Location identification entries:

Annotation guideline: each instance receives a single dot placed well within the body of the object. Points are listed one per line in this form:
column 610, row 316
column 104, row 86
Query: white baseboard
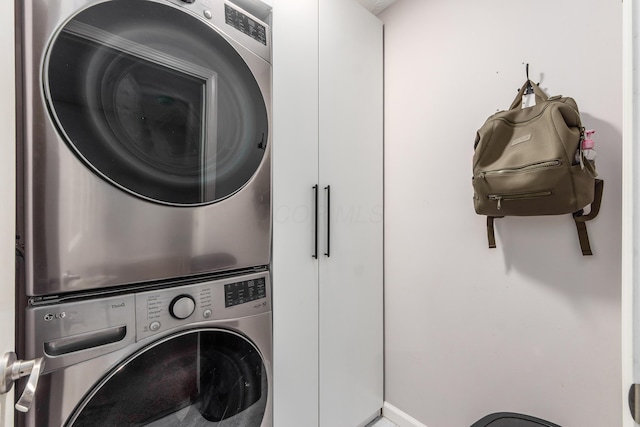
column 398, row 417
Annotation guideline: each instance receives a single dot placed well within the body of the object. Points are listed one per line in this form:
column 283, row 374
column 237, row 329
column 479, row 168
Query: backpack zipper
column 521, row 169
column 500, row 197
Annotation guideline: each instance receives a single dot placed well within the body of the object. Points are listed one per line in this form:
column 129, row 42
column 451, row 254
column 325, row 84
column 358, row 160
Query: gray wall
column 531, row 326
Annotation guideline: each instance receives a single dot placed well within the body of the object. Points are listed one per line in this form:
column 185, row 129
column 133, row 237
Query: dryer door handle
column 11, row 369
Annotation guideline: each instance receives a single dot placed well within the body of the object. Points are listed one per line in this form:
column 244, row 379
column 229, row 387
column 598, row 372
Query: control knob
column 182, row 306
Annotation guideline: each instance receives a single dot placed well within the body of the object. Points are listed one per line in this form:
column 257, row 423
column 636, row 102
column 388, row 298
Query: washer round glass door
column 156, row 102
column 200, row 378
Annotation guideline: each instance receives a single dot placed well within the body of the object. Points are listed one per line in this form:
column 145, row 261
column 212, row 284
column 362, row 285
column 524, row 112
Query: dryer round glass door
column 156, row 102
column 199, row 378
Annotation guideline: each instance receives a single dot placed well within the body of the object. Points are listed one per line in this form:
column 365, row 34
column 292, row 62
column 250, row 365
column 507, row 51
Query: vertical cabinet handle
column 328, row 188
column 315, row 241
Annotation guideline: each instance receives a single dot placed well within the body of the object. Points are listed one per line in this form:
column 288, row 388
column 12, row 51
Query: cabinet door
column 295, row 172
column 351, row 147
column 7, row 194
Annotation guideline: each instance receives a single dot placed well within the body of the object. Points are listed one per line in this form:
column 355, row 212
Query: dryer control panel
column 164, row 309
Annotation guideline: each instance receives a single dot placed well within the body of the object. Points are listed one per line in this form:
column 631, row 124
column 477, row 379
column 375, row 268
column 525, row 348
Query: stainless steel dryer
column 192, row 355
column 145, row 127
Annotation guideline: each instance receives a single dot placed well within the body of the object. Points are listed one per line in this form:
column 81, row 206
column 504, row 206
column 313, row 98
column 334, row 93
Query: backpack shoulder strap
column 580, row 219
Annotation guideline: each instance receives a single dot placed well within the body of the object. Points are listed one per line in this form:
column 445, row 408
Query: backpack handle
column 539, row 93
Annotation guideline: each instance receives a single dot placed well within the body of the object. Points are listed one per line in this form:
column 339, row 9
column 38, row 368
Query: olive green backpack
column 529, row 161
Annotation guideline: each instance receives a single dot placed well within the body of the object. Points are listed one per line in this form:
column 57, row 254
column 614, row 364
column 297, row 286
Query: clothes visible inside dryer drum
column 196, row 379
column 191, row 355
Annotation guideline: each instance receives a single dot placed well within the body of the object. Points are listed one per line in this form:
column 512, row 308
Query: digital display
column 246, row 291
column 245, row 24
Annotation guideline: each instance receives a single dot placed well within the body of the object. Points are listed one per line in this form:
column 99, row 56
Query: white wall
column 532, row 326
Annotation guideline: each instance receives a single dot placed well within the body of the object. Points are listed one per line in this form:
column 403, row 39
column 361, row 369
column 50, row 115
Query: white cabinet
column 328, row 324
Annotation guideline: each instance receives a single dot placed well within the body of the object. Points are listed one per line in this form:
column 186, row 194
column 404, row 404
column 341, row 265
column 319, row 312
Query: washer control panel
column 160, row 310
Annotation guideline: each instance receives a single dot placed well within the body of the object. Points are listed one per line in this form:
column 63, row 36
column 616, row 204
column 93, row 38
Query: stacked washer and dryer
column 144, row 213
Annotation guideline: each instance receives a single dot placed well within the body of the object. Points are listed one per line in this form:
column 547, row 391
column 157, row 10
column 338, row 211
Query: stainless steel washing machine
column 196, row 354
column 145, row 134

--- JOB ---
The records above must be transcribed exactly. Pictures are left out of the copy.

--- ANSWER ---
Annotation guideline: each instance receives a single dot placed well within the body of the object. Points are listed one per line in this form:
column 610, row 316
column 104, row 86
Query: white baseboard
column 398, row 417
Annotation guideline: each instance receives a single dot placed well within the body of the object. Points are listed one per line in this form:
column 283, row 374
column 237, row 329
column 479, row 168
Query: backpack zipper
column 521, row 169
column 500, row 197
Annotation guideline: each instance receives a single dot placed well within the body of the object. Points are listed one per line in this form:
column 129, row 42
column 451, row 254
column 325, row 84
column 358, row 160
Query: gray wall
column 531, row 326
Annotation guideline: each instance receives a single dot placed well within the body of the object. Points are listed one per line in this form:
column 185, row 129
column 133, row 237
Query: dryer door handle
column 11, row 369
Annotation guideline: each instance receives a single dot placed well within the body of the object. Points are listed one per line in this form:
column 244, row 379
column 229, row 387
column 598, row 372
Query: control knob
column 182, row 306
Annotation guideline: each instance receives a single dot placed well within the body of the object. Points are listed one per line in this form:
column 257, row 423
column 636, row 102
column 388, row 298
Query: washer round glass door
column 156, row 102
column 200, row 378
Annotation guideline: each instance receives a single dot placed well within the body of the object. Points are listed one per line in this form:
column 145, row 261
column 212, row 284
column 362, row 285
column 524, row 112
Query: dryer round glass door
column 156, row 102
column 199, row 378
Annotation guideline: each instance receives a single dot placed well within the body of the object. Points are listed one per line in this form:
column 365, row 34
column 292, row 62
column 250, row 365
column 507, row 51
Query: vertical cabinet handle
column 328, row 188
column 315, row 241
Annotation guideline: each instance receives a single dot placed well within the body of the object. Points are listed one per line in this form:
column 288, row 388
column 12, row 51
Query: cabinet door
column 295, row 172
column 351, row 147
column 7, row 194
Annotation guideline: each instance receives a single dot placed well within the body of the object. Points are listed one per line in this form:
column 355, row 212
Query: dryer control panel
column 164, row 309
Annotation guideline: each instance receives a single dot placed well within the body of the object. Points are listed one per line in this form:
column 631, row 124
column 477, row 379
column 375, row 268
column 525, row 348
Query: stainless steel dryer
column 192, row 355
column 145, row 127
Annotation guideline: each instance receives a single dot placed well within the body of the object. Points are listed one per line in this form:
column 81, row 206
column 504, row 206
column 313, row 98
column 334, row 93
Query: backpack shoulder strap
column 580, row 219
Annotation guideline: each instance receives a single dot placed well within the body of the object. Points are listed one per line in this form:
column 445, row 408
Query: backpack handle
column 539, row 93
Annotation guideline: each instance receives a single dot placed well within the body of the object. Points are listed one per line in this form:
column 339, row 9
column 38, row 368
Query: olive green backpack
column 529, row 161
Annotation guideline: each instance receives a single dot placed well within the body of the object. Points are listed one per line in this form:
column 57, row 254
column 614, row 364
column 297, row 286
Query: clothes visible inside dryer drum
column 196, row 379
column 191, row 355
Annotation guideline: each instance receives a single dot placed well within the body of the object. Points are listed one per line in this form:
column 512, row 308
Query: digital display
column 246, row 291
column 245, row 24
Annotation guideline: each instance receives a single dot placed well within the body of the object. Points are listed one per line in this form:
column 99, row 56
Query: white wall
column 532, row 326
Annotation guideline: each instance receives a single dot placed well within the body of the object. Points are listed one per line in this form:
column 403, row 39
column 361, row 369
column 50, row 115
Query: white cabinet
column 328, row 324
Annotation guideline: each instance receives a single dot placed well within the body of the object. Points are listed one per line in this form:
column 186, row 194
column 404, row 404
column 341, row 265
column 319, row 312
Query: washer control panel
column 160, row 310
Annotation guideline: each instance receives a single dot placed well within the body of the object. Points are listed one per line in this form:
column 63, row 36
column 616, row 204
column 93, row 38
Query: stacked washer and dryer
column 144, row 213
Annotation guideline: each instance receives a single dot placed well within the body of the object. Points are listed one per line in this form:
column 547, row 391
column 157, row 10
column 338, row 211
Query: stainless steel washing machine
column 196, row 354
column 145, row 134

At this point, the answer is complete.